- _YOUR TASK_
Rewrite the data below, replacing "pin" with "point" and keeping everything else unchanged. Omit the pictures from your answer.

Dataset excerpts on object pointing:

◇ ◇ ◇ ◇ ◇ ◇ ◇

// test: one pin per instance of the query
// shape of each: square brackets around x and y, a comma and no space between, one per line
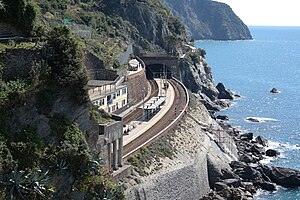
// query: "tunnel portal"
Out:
[158,71]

◇ ◇ ◇ ◇ ◇ ◇ ◇

- _TASK RESULT_
// test: one point per instance of the query
// shape of each: square brackets around x and y, a comma and no space between, one per line
// query: "tunnel portal"
Out:
[158,71]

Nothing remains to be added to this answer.